* [QUOTED PASSAGE]:
Thursday, October 19, 2006

Schnitzer Steel Settles Criminal and Civil FCPA Cases

Schnitzer Steel Industries, Inc., a Portland, Oregon, based-company that purchases and recycles scrap steel in the U.S. and abroad.  The company settled an SEC action alleging that its employees paid bribes to managers of Korean and Chinese steel mills that are both privately-owned and government enterprises to ensure continued business in violation of the Foreign Corrupt Practices Act.  Schnitzer Steel also entered into a deferred prosecution agreement with the Department of Justice, and its wholly-owned subsidiary, SSI International Far East Ltd., based in Korea, entered a guilty plea to violating the FCPA, conspiracy, and wire fraud charges.  According to a DoJ press release (here):

In the information and plea documents, SSI Korea admitted that it violated the FCPA and the conspiracy and wire fraud statutes in connection with more than $1.8 million in corrupt payments paid over a five-year period to officers and employees of nearly all of Schnitzer Steel’s government-owned customers in China and private customers in China and South Korea to induce them to purchase scrap metal from Schnitzer Steel. Additionally, in the deferred prosecution agreement, Schnitzer Steel agreed to accept responsibility for the conduct of its employees, and the employees of its subsidiary, in making corrupt payments and aiding and abetting the making of false books and records entries; to adopt internal compliance measures; and to cooperate with ongoing criminal and Securities and Exchange Commission (SEC) civil investigations.  The deferred prosecution agreement also provides that an independent compliance consultant will be appointed to review Schnitzer Steel’s compliance program and monitor its implementation of and compliance with new internal policies and procedures related to the FCPA and private bribery.

* [PROBLEM STATEMENT]: In the report on the Schnitzer Steel settlement, what total amount of corrupt payments did SSI Korea admit to?

* [DATASET RECORDS]:
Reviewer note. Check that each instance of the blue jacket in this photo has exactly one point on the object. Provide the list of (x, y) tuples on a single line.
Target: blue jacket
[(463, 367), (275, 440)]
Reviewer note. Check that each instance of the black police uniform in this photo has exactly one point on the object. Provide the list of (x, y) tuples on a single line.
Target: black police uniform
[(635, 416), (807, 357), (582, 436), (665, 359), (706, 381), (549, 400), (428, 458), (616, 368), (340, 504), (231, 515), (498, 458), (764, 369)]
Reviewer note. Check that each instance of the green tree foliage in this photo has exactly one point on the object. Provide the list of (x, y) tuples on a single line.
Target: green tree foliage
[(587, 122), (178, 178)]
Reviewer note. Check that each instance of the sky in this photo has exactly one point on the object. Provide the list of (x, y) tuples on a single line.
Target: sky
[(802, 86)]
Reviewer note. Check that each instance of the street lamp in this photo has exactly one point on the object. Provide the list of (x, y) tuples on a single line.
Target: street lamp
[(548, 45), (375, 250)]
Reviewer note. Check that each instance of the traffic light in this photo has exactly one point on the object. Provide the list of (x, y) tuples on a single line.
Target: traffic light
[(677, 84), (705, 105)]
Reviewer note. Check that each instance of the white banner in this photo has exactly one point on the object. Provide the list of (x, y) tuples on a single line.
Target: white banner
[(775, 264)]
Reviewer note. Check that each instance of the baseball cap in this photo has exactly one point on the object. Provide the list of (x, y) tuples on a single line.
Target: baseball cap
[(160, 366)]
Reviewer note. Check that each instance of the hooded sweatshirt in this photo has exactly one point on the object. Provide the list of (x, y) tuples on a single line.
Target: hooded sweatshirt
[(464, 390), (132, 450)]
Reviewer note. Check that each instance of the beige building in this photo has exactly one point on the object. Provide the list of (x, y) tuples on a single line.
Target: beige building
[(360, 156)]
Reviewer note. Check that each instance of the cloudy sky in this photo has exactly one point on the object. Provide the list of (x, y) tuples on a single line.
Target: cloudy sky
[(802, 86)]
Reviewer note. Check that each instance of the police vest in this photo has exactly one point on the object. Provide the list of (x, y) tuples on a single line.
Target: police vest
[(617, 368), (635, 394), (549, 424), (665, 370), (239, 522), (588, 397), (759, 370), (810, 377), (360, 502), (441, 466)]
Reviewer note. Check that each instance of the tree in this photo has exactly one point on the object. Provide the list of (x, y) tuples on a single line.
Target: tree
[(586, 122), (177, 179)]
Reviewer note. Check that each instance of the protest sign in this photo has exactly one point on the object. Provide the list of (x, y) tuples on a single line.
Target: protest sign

* [WRITTEN SOLUTION]: More than $1.8 million